» PAGE EXCERPT
[Begin]
It seems that the debate falls into two camps. Union leaders and their supporters argue that even if the choice is “between two evils,” an endorsement is needed. They articulate an approach that claims that in today’s political environment, the practical must take the place of the principle.
In fact, a particularly honest union leader recently told me when it came to whether to endorse Malloy or make no endorsement was the real fear that if Malloy won he would actually increase his war on teachers and the teaching profession.
On the other side of the argument are those of us who say that the organization representing teachers simply cannot overlook the fact that Malloy is the only Democratic governor in the country to propose doing away with teacher tenure and repealing collective bargaining for teachers in the lowest performing schools.
And that any normal political candidate would have worked diligently to persuade teachers that he understood that he had been wrong to propose doing away with tenure; that given a second term he would de-couple teacher evaluation from unfair standardized testing; that he would settle the critically important CCEJF school funding lawsuit in order to ensure that long after he has left office Connecticut would have a school funding formula that was both constitutional and successfully guaranteed that every Connecticut public school had the resources need to ensure their students had the education they deserved.
In Governor Malloy’s case, he refused to make the necessary changes to his policy agenda.
[End]
[Extracted items]
[Begin]
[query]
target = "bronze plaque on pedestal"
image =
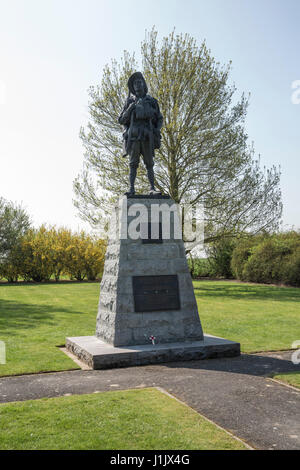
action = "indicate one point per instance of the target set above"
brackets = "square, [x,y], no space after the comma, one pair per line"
[154,293]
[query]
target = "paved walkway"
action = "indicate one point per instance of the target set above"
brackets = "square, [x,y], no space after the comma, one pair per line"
[235,393]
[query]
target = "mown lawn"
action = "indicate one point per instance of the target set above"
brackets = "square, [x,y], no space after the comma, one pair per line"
[135,419]
[35,319]
[260,317]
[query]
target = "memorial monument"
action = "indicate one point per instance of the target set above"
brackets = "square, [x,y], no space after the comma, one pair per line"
[147,307]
[End]
» GIVEN INSTRUCTION 1
Translate this sentence from the passage on the teachers' union endorsement debate into Spanish: "In Governor Malloy's case, he refused to make the necessary changes to his policy agenda."
» GIVEN INSTRUCTION 2
Using the passage on the teachers' union endorsement debate, decide whether each statement agrees with it. For each, answer yes or no and quote the words that settle it. (a) Union leaders and their supporters hold that an endorsement is needed even when the choice is between two evils. (b) Malloy is one of several Democratic governors who have proposed doing away with teacher tenure. (c) Malloy made the policy changes that the author says a normal candidate would have made.
» GIVEN INSTRUCTION 3
Extend the passage on the teachers' union endorsement debate, starting after its final sentence.

» EXPECTED OUTPUT 1
En el caso del gobernador Malloy, se negó a hacer los cambios necesarios en su agenda de políticas.

» EXPECTED OUTPUT 2
(a) Yes: "an endorsement is needed"
(b) No: "Malloy is the only Democratic governor in the country to propose doing away with teacher tenure"
(c) No: "he refused to make the necessary changes to his policy agenda."

» EXPECTED OUTPUT 3
A very similar situation has taken place in New Jersey, where Corey Booker, a true favorite of the corporate education reform industry took, has taken the same basic approach to education reform and like Malloy, has pledged to “stay the course” on their anti-public education crusade.
And in New Jersey, like Connecticut, the unions caved in and handed their support to people who have spent years knocking down and stomping on teachers, parents and our public schools.
Here in Connecticut the CEA and AFT-CT endorsements of Malloy have ignited a long overdue debate about the role of leadership and the inherent conflict that exists between those on the “inside” and those on the “outside.”
A union leader who I have a lot respect for recently posted a note saying,
“The Koch brothers would be proud, Jonathan Pelto for your efforts to undermine the largest union in the state, and Connecticut teachers’ strongest voice in the policy arena. It’s easy to throw stones from the outside.”
A number of readers, including teachers, “liked” the statement.
For posterity, if nothing else, my goal has never been to undermine the teacher unions, but to persuade them to use their strength to force the real changes in policy that our teachers, students, parents and society need.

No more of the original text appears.